> **What you will do**
Gather all lines in the records below that include the word "display".

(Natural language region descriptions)
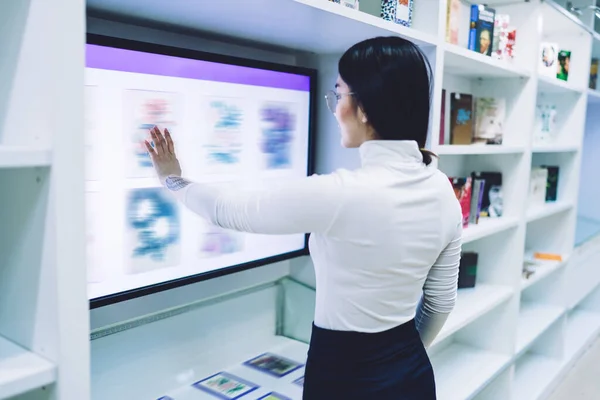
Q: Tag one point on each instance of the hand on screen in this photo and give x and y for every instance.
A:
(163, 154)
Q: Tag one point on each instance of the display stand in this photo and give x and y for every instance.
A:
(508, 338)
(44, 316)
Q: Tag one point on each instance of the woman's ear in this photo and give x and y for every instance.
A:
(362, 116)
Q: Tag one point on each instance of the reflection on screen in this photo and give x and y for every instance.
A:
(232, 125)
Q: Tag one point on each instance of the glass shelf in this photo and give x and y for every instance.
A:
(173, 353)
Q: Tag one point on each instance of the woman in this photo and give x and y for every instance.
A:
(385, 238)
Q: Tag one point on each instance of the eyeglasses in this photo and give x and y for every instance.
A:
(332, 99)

---

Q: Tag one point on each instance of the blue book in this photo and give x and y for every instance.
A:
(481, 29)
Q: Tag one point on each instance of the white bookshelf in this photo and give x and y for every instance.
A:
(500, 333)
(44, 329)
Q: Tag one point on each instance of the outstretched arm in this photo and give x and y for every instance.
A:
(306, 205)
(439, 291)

==

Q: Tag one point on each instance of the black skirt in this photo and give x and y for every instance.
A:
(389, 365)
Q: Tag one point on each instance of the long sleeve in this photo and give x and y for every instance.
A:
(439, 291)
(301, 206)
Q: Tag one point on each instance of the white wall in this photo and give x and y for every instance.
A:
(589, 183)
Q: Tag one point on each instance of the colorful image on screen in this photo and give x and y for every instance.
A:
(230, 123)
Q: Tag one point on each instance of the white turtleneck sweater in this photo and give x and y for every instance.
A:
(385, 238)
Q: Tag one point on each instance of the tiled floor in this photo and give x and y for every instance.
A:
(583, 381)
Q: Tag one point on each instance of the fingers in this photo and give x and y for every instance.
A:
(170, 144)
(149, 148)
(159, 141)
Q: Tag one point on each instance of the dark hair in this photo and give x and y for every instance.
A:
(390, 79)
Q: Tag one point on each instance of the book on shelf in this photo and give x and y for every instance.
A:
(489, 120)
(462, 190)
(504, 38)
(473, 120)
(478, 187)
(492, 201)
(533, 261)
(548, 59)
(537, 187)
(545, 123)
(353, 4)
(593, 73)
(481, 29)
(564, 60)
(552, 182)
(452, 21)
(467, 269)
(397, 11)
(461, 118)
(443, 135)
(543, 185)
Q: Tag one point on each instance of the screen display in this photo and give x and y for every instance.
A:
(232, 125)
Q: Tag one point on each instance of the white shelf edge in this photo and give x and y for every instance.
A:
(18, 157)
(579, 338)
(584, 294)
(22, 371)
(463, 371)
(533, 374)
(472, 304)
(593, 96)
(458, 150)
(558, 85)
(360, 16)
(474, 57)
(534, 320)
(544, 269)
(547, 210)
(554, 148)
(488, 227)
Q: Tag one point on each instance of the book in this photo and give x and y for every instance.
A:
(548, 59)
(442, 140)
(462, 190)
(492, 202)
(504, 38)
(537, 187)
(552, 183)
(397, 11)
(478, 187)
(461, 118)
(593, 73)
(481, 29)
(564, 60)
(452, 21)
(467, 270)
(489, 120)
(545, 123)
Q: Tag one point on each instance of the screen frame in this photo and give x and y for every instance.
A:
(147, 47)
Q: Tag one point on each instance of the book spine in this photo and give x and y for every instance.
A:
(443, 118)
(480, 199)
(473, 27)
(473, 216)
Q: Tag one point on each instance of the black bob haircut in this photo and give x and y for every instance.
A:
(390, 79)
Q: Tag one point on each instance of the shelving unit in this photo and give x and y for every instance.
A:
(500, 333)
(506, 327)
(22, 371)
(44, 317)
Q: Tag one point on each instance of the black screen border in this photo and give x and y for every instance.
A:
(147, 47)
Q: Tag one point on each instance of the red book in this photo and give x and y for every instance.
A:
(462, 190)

> **Answer below**
Q: Tag one point on each instance of the display stand in this photo and give x and y for every instance.
Q: Tag one point on each instance of the screen display in this photo and give x and y for every instance.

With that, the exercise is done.